── TEXT BLOCK
The Replication Crisis in Psychology – Verifiable Statistics on Failure Rates, High-Profile vs. Low-Profile Findings, and Systemic Implications

The replication crisis represents one of the most thoroughly documented methodological challenges in contemporary psychology. Large-scale projects have produced clear, quantifiable evidence of low reproducibility across both high-profile and lower-profile studies. This document synthesizes the key statistical findings, distinguishes between high- and low-profile research, and examines what these numbers reveal about the field’s overall reliability.

Overall Replication Success Rates

The most cited large-scale effort remains the 2015 Open Science Collaboration project, which attempted to replicate 100 studies published in three high-impact psychology journals (Psychological Science, Journal of Personality and Social Psychology, and Journal of Experimental Psychology: Learning, Memory, and Cognition).

Original studies claiming statistically significant results: 97 out of 100 (97%).
────
# YOUR TASKS:
**1.** For each statement, say whether the replication crisis text supports it (yes or no) and quote the words that decide it: (a) The Open Science Collaboration project tried to replicate 100 studies. (b) The studies it tried to replicate came from five journals. (c) 97 of the original studies claimed statistically significant results.
**2.** According to the replication crisis text, in what year did the Open Science Collaboration project take place?
**3.** In the replication crisis text, rewrite everything from "The replication crisis represents" down to "Memory, and Cognition).", renaming "reproducibility" as "replicability".
The items after this point are separate material, unrelated to the replication crisis text.
── DATA SECTION
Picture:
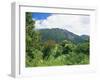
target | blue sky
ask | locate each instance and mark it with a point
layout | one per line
(77, 24)
(40, 16)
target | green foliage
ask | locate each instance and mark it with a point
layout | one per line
(53, 49)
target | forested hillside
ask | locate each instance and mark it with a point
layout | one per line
(54, 47)
(59, 35)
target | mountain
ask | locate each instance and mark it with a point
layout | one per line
(61, 34)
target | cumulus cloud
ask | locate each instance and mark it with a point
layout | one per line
(77, 24)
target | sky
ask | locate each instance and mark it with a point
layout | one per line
(78, 24)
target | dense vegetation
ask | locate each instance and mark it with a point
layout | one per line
(51, 50)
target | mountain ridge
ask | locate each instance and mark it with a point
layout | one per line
(58, 35)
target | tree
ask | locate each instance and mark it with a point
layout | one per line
(32, 39)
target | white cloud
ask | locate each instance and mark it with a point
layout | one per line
(74, 23)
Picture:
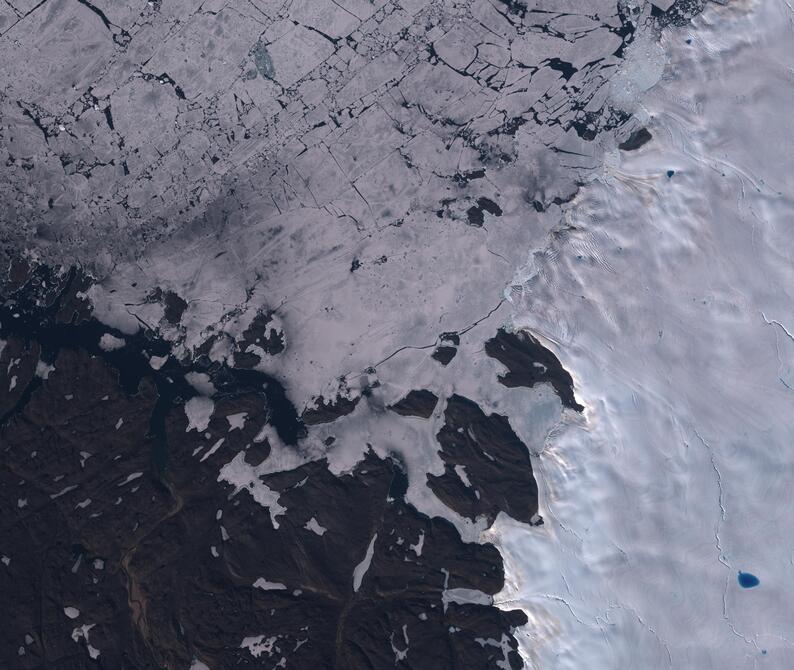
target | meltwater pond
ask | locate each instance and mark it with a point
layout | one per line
(671, 302)
(747, 580)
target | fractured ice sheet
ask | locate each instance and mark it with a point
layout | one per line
(373, 174)
(669, 291)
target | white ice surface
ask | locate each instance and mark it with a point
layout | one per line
(671, 303)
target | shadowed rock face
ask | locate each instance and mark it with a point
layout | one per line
(419, 403)
(487, 468)
(125, 551)
(528, 363)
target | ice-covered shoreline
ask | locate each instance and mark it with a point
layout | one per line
(670, 298)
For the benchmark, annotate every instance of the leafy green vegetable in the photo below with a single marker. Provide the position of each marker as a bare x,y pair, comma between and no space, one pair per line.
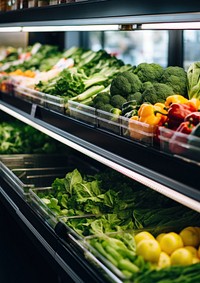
175,274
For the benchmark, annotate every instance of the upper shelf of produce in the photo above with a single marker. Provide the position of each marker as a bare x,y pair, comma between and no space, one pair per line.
170,175
105,12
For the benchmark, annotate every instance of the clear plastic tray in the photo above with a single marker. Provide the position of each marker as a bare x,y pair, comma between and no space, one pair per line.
180,144
29,94
55,103
14,161
138,131
82,112
109,122
23,172
81,222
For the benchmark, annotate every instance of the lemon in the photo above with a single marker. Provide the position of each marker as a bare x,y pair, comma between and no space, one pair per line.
159,237
164,260
190,236
181,257
144,235
192,249
149,249
198,252
195,260
170,242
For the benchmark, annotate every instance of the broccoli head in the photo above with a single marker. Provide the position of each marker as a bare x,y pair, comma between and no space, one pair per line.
157,92
149,72
107,107
117,101
176,78
137,96
125,83
102,97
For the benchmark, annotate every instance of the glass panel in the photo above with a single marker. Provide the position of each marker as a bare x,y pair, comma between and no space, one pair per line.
134,47
191,47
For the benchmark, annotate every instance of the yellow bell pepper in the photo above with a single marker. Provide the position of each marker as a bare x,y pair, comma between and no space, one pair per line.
195,102
152,114
144,126
176,98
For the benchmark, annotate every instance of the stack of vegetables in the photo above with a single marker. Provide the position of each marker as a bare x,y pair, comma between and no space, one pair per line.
140,241
92,73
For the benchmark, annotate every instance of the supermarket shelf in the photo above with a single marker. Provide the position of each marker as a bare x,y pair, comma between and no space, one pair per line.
172,176
108,12
70,266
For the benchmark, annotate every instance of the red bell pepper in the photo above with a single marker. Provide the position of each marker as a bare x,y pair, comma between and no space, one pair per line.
179,139
177,113
194,117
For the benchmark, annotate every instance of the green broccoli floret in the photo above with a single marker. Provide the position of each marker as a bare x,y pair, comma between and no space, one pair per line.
176,78
125,83
193,78
137,96
151,72
102,97
106,107
157,92
117,101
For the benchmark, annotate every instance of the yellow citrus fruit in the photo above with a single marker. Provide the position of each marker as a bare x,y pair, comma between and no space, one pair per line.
159,237
190,236
164,260
192,249
198,230
170,242
195,260
144,235
181,257
149,249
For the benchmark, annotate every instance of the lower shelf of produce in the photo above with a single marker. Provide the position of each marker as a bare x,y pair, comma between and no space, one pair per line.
89,224
71,265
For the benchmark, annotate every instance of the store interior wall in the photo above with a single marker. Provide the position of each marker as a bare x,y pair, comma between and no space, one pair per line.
178,51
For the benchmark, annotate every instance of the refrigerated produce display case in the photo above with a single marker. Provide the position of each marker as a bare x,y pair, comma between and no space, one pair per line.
27,181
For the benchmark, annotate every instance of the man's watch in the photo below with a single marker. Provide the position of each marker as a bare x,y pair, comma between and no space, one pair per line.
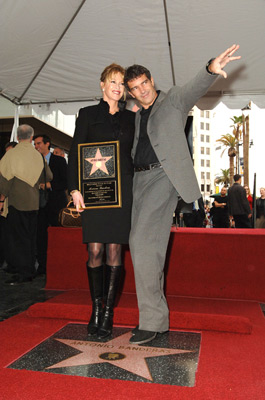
207,67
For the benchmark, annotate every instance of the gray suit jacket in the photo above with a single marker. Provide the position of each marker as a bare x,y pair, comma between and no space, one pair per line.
165,129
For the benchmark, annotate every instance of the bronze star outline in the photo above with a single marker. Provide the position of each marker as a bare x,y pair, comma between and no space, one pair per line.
98,162
116,352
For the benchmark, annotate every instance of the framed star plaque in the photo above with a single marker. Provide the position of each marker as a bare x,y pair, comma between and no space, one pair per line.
99,174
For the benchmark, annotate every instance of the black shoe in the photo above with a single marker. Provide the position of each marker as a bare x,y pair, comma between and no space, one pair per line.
17,280
141,337
135,330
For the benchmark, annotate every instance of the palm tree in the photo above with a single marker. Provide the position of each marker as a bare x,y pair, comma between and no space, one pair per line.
224,177
238,124
230,142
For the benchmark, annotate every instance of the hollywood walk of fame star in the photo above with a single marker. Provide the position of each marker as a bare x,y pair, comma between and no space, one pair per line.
98,162
116,352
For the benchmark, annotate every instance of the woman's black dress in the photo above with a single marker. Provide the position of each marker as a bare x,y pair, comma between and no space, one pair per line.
95,124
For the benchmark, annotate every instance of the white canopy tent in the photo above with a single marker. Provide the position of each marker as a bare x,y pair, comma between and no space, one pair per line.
54,51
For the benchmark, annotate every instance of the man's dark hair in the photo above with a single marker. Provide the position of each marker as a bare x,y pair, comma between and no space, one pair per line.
45,138
237,177
133,72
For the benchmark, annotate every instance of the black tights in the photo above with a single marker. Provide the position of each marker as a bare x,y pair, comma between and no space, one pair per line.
96,251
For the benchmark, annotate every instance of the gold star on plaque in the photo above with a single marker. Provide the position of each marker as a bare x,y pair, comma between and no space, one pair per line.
116,352
98,162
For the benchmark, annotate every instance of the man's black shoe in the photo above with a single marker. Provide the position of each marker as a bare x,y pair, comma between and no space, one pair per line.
141,337
135,330
17,280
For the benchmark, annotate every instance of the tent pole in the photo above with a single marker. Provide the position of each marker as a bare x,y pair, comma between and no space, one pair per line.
169,44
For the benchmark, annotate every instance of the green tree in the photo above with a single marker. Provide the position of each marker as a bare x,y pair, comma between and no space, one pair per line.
238,126
224,177
229,142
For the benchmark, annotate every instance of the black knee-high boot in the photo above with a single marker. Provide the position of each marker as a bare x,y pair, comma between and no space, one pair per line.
95,279
112,280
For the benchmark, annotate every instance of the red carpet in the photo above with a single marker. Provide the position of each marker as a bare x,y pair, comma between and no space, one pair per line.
185,313
231,367
215,279
214,263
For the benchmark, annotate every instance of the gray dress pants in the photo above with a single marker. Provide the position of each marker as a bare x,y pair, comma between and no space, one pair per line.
154,202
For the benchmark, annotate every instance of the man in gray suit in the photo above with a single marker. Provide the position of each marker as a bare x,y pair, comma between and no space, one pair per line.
163,170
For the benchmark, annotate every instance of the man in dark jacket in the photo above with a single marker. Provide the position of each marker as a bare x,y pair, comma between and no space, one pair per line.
57,199
238,205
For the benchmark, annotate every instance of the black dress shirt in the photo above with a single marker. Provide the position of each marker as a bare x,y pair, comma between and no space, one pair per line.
145,154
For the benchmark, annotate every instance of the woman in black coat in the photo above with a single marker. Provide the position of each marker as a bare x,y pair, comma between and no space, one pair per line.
105,229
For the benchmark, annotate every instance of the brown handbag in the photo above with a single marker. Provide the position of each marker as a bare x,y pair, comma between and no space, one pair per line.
69,217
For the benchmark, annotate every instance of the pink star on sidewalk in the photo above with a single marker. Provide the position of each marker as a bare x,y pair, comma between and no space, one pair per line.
98,162
117,352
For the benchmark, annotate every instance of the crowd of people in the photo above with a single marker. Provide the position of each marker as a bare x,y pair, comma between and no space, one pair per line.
157,174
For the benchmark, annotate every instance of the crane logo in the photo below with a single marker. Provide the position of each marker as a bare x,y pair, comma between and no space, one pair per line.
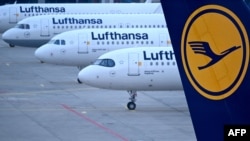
215,51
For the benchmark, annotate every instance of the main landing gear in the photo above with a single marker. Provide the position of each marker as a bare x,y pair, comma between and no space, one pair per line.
131,105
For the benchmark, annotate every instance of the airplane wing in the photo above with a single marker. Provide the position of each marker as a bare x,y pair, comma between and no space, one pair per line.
217,96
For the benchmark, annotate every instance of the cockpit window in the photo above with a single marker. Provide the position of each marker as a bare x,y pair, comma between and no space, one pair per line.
57,42
105,62
23,26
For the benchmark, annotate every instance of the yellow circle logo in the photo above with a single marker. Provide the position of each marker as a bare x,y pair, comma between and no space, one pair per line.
215,51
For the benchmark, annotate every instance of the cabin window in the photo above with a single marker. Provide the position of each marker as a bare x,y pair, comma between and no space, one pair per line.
105,62
23,26
57,42
63,42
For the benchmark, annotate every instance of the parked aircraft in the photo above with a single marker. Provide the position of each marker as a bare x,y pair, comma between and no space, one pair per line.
36,31
82,47
134,69
211,44
13,13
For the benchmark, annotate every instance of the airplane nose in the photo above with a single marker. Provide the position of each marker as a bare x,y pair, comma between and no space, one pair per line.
41,54
84,75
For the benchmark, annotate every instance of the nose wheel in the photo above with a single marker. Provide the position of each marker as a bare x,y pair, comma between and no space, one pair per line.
131,105
79,81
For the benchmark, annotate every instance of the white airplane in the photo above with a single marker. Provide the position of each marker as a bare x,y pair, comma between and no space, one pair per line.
82,47
12,13
36,31
134,69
────
# ANSWERS:
**1.**
(a) Yes: "attempted to replicate 100 studies published in three high-impact psychology journals"
(b) No: "three high-impact psychology journals"
(c) Yes: "Original studies claiming statistically significant results: 97 out of 100 (97%)."

**2.** 2015

**3.**
The replication crisis represents one of the most thoroughly documented methodological challenges in contemporary psychology. Large-scale projects have produced clear, quantifiable evidence of low replicability across both high-profile and lower-profile studies. This document synthesizes the key statistical findings, distinguishes between high- and low-profile research, and examines what these numbers reveal about the field’s overall reliability.

Overall Replication Success Rates

The most cited large-scale effort remains the 2015 Open Science Collaboration project, which attempted to replicate 100 studies published in three high-impact psychology journals (Psychological Science, Journal of Personality and Social Psychology, and Journal of Experimental Psychology: Learning, Memory, and Cognition).